:: Document ::
━━━━━━━━

Furthermore, however, [Plaintiff] has asserted that [Defendant] was required to accept [Plaintiff]'s orders and was not free to reject them, despite the language in Section 4.1 of the Supply Agreement that [Defendant] could reject orders. See, e.g., Doc. 308 at ¶24. If this [Plaintiff] interpretation of the Supply Agreement is correct, then there is no enforceable contract because it is an indefinite quantities contract.
(Doc. 457-1 at 6). The Court will refer to this defense as the "Contingent Invalidity Defense." The Court now addresses each defense.

a. Complete Invalidity Defense

The Court will grant the Motion to Strike (Doc. 468) as to the Complete Invalidity Defense. Defendant not only admitted that the Supply Agreement is a valid and enforceable contract, (Doc. 60 at 52), but it also pleaded that the Supply Agreement is a valid and enforceable contract as part of its own breach of contract counterclaim, (see Doc. 28 at 28). Therefore, Defendant has made judicial admissions as to the validity and enforceability of the Supply Agreement. Defendant is estopped from taking the inconsistent position, on the eve of trial, of asserting there is not a valid and enforceable contract. See Am. Title Ins. v. Lacelaw Corp., 861 F.2d 224, 226 (9th Cir. 1988); Valdiviezo v. Phelps Dodge Hidalgo Smelter, Inc., 995 F. Supp. 1060, 1065 (D. Ariz. 1997); John v. Timm, 190 N.W. 890, 891 (Minn. 1922) ("When the answer admitted the contract, its existence and validity were established." (citing Campbell v. Wilcox, 77 U.S. (10 Wall.) 421 (1870))).

━━━━━━━━

Labeled outline entries:

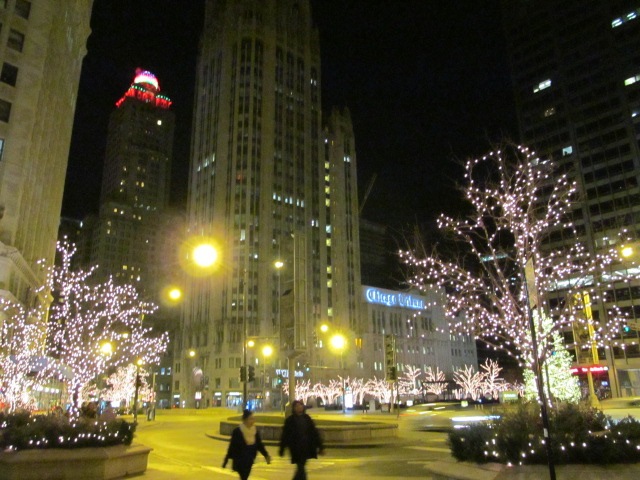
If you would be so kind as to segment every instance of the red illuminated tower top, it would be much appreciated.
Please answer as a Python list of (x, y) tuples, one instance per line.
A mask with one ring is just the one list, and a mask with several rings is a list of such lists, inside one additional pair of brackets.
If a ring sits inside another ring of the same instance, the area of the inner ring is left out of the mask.
[(168, 109), (171, 106), (171, 100), (159, 92), (160, 84), (156, 76), (147, 70), (138, 68), (133, 83), (124, 96), (116, 102), (116, 107), (120, 107), (127, 98), (135, 98), (144, 103), (151, 103), (158, 108)]

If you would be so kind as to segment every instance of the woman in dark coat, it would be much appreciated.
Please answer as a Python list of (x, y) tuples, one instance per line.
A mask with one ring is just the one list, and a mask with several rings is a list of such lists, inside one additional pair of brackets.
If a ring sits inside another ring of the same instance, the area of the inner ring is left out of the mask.
[(224, 457), (222, 468), (227, 466), (227, 462), (231, 459), (231, 468), (234, 472), (238, 472), (240, 480), (247, 480), (251, 473), (251, 467), (256, 459), (256, 455), (260, 452), (264, 455), (267, 464), (271, 463), (271, 457), (264, 448), (260, 433), (255, 426), (256, 419), (251, 410), (242, 412), (242, 423), (233, 429), (231, 433), (231, 441), (227, 455)]
[(322, 437), (311, 417), (304, 413), (304, 405), (295, 400), (291, 404), (292, 414), (284, 421), (282, 437), (280, 438), (280, 456), (284, 449), (291, 453), (291, 463), (296, 464), (293, 480), (306, 480), (307, 472), (304, 467), (310, 458), (318, 458), (324, 454)]

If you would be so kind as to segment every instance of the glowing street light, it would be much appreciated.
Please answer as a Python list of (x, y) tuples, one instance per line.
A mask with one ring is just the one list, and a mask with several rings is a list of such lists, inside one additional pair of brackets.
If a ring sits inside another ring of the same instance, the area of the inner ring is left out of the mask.
[(209, 268), (218, 260), (218, 251), (209, 243), (202, 243), (193, 249), (193, 261), (202, 268)]
[[(322, 327), (321, 327), (321, 329), (322, 329)], [(347, 339), (344, 337), (344, 335), (341, 335), (339, 333), (337, 333), (333, 337), (331, 337), (330, 342), (331, 342), (331, 346), (334, 349), (340, 350), (340, 353), (342, 353), (342, 350), (347, 345)]]
[(623, 258), (629, 258), (633, 255), (633, 247), (622, 247), (620, 255), (622, 255)]
[[(322, 327), (320, 328), (322, 329)], [(340, 351), (340, 369), (343, 370), (342, 372), (342, 412), (344, 413), (346, 411), (346, 405), (345, 405), (345, 385), (344, 385), (344, 364), (342, 362), (342, 353), (344, 352), (344, 349), (347, 346), (347, 339), (345, 338), (344, 335), (336, 333), (333, 337), (331, 337), (331, 339), (329, 340), (329, 343), (334, 350)]]
[(167, 295), (169, 297), (169, 300), (177, 302), (182, 298), (182, 290), (180, 290), (178, 287), (173, 287), (169, 290)]

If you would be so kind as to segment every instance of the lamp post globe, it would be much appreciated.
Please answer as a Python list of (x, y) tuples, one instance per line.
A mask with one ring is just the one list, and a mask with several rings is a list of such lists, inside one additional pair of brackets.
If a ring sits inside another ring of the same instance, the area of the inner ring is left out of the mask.
[(216, 263), (218, 251), (208, 243), (198, 245), (193, 249), (193, 261), (202, 268), (208, 268)]

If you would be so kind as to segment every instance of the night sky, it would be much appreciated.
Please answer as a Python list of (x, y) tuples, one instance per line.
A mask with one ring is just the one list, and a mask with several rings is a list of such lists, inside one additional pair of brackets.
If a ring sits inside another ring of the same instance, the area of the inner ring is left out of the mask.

━━━━━━━━

:: Tasks ::
1. Reproduce the court excerpt in full, word for word.
2. Convert the stretch of the records from the line containing "sky, it would be much appreciated." through the end of the records into a Markdown table with columns Row and Line. Give each line its own numbered row and leave out blank lines.

:: The responses ::
1.
Furthermore, however, [Plaintiff] has asserted that [Defendant] was required to accept [Plaintiff]'s orders and was not free to reject them, despite the language in Section 4.1 of the Supply Agreement that [Defendant] could reject orders. See, e.g., Doc. 308 at ¶24. If this [Plaintiff] interpretation of the Supply Agreement is correct, then there is no enforceable contract because it is an indefinite quantities contract.
(Doc. 457-1 at 6). The Court will refer to this defense as the "Contingent Invalidity Defense." The Court now addresses each defense.

a. Complete Invalidity Defense

The Court will grant the Motion to Strike (Doc. 468) as to the Complete Invalidity Defense. Defendant not only admitted that the Supply Agreement is a valid and enforceable contract, (Doc. 60 at 52), but it also pleaded that the Supply Agreement is a valid and enforceable contract as part of its own breach of contract counterclaim, (see Doc. 28 at 28). Therefore, Defendant has made judicial admissions as to the validity and enforceability of the Supply Agreement. Defendant is estopped from taking the inconsistent position, on the eve of trial, of asserting there is not a valid and enforceable contract. See Am. Title Ins. v. Lacelaw Corp., 861 F.2d 224, 226 (9th Cir. 1988); Valdiviezo v. Phelps Dodge Hidalgo Smelter, Inc., 995 F. Supp. 1060, 1065 (D. Ariz. 1997); John v. Timm, 190 N.W. 890, 891 (Minn. 1922) ("When the answer admitted the contract, its existence and validity were established." (citing Campbell v. Wilcox, 77 U.S. (10 Wall.) 421 (1870))).

2.
| Row | Line |
|---|---|
| 1 | If you would be so kind as to segment every instance of the night sky, it would be much appreciated. |
| 2 | Please answer as a Python list of (x, y) tuples, one instance per line. |
| 3 | A mask with one ring is just the one list, and a mask with several rings is a list of such lists, inside one additional pair of brackets. |
| 4 | If a ring sits inside another ring of the same instance, the area of the inner ring is left out of the mask. |